Content starts

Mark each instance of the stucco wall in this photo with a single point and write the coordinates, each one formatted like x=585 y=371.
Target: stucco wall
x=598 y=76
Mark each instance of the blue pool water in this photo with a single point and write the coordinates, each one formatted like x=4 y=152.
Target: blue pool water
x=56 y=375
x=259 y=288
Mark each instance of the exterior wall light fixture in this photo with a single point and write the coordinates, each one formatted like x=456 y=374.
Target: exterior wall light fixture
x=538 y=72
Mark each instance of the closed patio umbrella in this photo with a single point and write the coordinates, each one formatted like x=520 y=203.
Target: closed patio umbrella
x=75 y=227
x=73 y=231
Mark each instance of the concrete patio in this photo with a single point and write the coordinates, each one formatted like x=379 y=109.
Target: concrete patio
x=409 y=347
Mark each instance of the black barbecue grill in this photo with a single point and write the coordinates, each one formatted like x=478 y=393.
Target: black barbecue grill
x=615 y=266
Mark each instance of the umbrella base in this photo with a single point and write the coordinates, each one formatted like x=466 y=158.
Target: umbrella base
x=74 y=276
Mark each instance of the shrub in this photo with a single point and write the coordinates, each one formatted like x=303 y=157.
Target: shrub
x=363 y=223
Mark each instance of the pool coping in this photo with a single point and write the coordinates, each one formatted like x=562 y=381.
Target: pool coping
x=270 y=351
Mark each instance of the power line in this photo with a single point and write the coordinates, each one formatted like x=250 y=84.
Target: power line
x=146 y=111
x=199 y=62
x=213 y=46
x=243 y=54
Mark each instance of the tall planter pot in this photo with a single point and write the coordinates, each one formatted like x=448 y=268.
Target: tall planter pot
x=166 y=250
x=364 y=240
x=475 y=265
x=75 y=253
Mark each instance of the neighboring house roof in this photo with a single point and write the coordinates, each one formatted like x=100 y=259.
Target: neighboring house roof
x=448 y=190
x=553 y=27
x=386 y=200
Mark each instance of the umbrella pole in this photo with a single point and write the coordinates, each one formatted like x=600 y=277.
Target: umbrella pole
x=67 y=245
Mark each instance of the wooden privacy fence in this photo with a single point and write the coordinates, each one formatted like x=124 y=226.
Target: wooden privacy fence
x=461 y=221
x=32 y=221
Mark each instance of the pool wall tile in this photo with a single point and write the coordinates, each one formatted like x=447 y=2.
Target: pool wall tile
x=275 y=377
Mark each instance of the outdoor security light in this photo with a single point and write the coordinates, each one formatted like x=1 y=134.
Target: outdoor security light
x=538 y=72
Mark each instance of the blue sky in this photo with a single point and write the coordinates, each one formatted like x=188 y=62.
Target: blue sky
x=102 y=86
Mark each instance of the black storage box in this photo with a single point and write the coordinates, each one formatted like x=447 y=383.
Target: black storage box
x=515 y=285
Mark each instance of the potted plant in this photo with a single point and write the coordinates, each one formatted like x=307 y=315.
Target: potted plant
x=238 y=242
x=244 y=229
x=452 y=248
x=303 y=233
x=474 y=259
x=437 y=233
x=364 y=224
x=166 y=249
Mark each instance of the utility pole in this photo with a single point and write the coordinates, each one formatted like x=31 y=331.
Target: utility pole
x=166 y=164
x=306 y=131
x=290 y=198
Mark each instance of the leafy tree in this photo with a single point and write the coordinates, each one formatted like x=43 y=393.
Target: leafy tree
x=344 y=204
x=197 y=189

Content ends

» **Required work**
Write down all the entries again without a single difference.

» **Reply to the exercise**
Mark each instance of the stucco wall in this photo with a single point and write the coordinates, each one formatted like x=585 y=371.
Target: stucco wall
x=598 y=76
Mark each instance of the blue pool water in this photo with a single point and write the coordinates, each one formatted like x=4 y=152.
Target: blue pool water
x=56 y=375
x=259 y=288
Mark each instance of the exterior wall light fixture in this photo with a single point and write the coordinates, each one formatted like x=456 y=374.
Target: exterior wall light fixture
x=538 y=72
Mark each instance of the closed patio umbrella in this photo with a single point and write the coordinates, each one formatted like x=520 y=203.
Target: closed patio umbrella
x=75 y=227
x=73 y=231
Mark each instance of the concrete patio in this photo with a single point and write the coordinates, each one formatted like x=379 y=109.
Target: concrete patio
x=409 y=347
Mark each instance of the black barbecue grill in this photo with a single point and write the coordinates, each one formatted like x=478 y=393.
Target: black barbecue grill
x=615 y=266
Mark each instance of the umbrella base in this photo with a single point and write the coordinates, each one formatted like x=466 y=158.
Target: umbrella base
x=74 y=276
Mark each instance of the shrub in this photo with a single point and write the coordinates, each one formatted like x=303 y=157.
Target: shrub
x=363 y=223
Mark each instance of the pool coping in this photo with a single point and write the coordinates, each one formatted like x=562 y=381.
Target: pool coping
x=270 y=351
Mark each instance of the power line in this photo with a single point and write the coordinates, each one formatted like x=250 y=84.
Target: power line
x=146 y=111
x=199 y=62
x=213 y=46
x=243 y=54
Mark each instance of the tall planter pot in this photo with a single point and write the coordinates, each one formatted like x=448 y=268.
Target: tall planter pot
x=166 y=250
x=364 y=240
x=475 y=265
x=75 y=253
Mark each instance of the neighboring house roof in this photo with a single point and write the coordinates, each one formatted like x=100 y=259.
Target: neighboring house roof
x=448 y=190
x=553 y=27
x=386 y=200
Mark each instance of the umbrella pole in this photo with a single point and write the coordinates, each one formatted like x=600 y=277.
Target: umbrella pole
x=67 y=245
Mark each instance of the wooden privacy fence in this photo with a single point and write the coordinates, each one formatted like x=124 y=226.
Target: wooden privacy fence
x=461 y=221
x=32 y=221
Mark each instance of the pool wall tile in this photo with a single point and write the coordinates, each one formatted like x=447 y=2.
Target: pool wall tile
x=275 y=377
Mark each instance of the outdoor security light in this photo with a single point and write the coordinates, each one formatted like x=1 y=134.
Target: outdoor security light
x=538 y=72
Mark each instance of the blue sky in this photo with a single point and write the coordinates, each one formatted like x=188 y=62.
Target: blue sky
x=102 y=86
Mark each instance of the black storage box in this photo with a single point and write the coordinates, each one formatted like x=447 y=383.
Target: black storage box
x=515 y=285
Mark each instance of the potted plant in this photo with a single point and write the coordinates, each one formatted like x=307 y=315.
Target: potted plant
x=238 y=242
x=244 y=229
x=452 y=248
x=303 y=233
x=474 y=259
x=437 y=233
x=364 y=224
x=166 y=249
Mark each instance of the utility pole in this photo with a single point and write the coordinates, each one formatted like x=31 y=331.
Target: utility pole
x=166 y=164
x=306 y=131
x=290 y=198
Mark each instance of the leafy tree in this photo with a single point and write the coordinates, each one formatted like x=43 y=393.
Target: leafy tree
x=344 y=204
x=197 y=189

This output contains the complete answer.